→ **Selected extract**:
- - - -

SOUTHEASTERN NORTH CAROLINA (WECT) - The first doses of the Pfizer-BioNTech COVID-19 vaccine arrived at New Hanover Regional Medical Center and Novant Health Brunswick Medical Center on Thursday.
NHRMC’s initial shipment of the vaccine consists of 2,925 doses while Brunswick Novant received 975.
“For the first time since this pandemic began, we can all feel more hopeful that we’re making real progress toward the safe, effective vaccination of our communities,” said Carl Armato, CEO and president of Novant Health. “This is undoubtedly one of the largest undertakings of its kind—in our time. From how the vaccine is stored, to the distribution of double doses, to vaccine hesitancy, the road ahead has many challenges, but Novant Health is prepared and ready to take those head-on.”
One of the first vaccine shots administered at Brunswick Novant was to Madison Valenza, a certified nursing assistant, who is among the front-line healthcare workers who have cared for COVID-19 patients since March.
“It was like, I can finally go see my family in New York at some point and not feel like I’m bringing them the disease,” Valenza said of her thoughts while getting the vaccine. “I’ve seen so much death, and it’s a horrible thing, it really is; so, there’s somewhat light at the end of the tunnel.”

- - - -

Saved data entries

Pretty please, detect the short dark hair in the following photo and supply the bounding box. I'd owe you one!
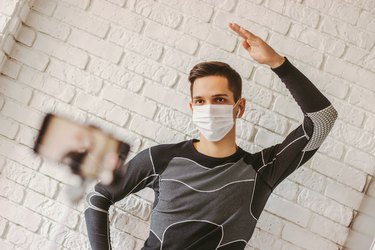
[189,61,242,102]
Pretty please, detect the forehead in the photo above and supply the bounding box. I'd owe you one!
[192,76,233,98]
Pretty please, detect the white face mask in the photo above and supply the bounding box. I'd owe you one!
[193,101,239,141]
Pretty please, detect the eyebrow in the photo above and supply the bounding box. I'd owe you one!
[193,94,229,99]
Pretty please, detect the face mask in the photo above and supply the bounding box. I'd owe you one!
[193,101,239,141]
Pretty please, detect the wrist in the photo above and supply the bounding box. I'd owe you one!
[268,54,285,69]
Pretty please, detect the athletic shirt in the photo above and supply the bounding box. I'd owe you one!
[85,58,337,250]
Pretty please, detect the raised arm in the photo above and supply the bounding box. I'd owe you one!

- - - -

→ **What you are asked to do**:
Extend the news report on the first COVID-19 vaccine doses reaching New Hanover Regional Medical Center and Novant Health Brunswick Medical Center, continuing after its last sentence. The data has no connection to the text.

→ **Answer box**:
North Carolina is expected to receive approximately 85,500 doses of the Pfizer vaccine this week with more doses arriving weekly. If Moderna’s vaccine is approved by the FDA this week, state officials expect a shipment of 175,000 doses next week.
At NHRMC, they will be focusing the initial Pfizer shipment on three critical areas: the inpatient COVID unit, the Intensive Care Unit and the Emergency Department.
“The people to get the vaccine first are going to be our front-line staff working directly with COVID patients,” said Chief Clinical Officer Dr. West Paul, adding: “But it’s just not one occupation. We have physicians across all of that; we have environmental services staff that cross over that; respiratory therapists. So any of those priority providers that are facing our COVID patient population will be offered the vaccination first.”
The vaccine will not be mandatory, but Paul said there is enthusiasm among the NHRMC staff to get it.
“I think our staff have seen the ravages of this disease; we know what we’re facing,” he said. “So, you know, I think it’s an easy decision for most.”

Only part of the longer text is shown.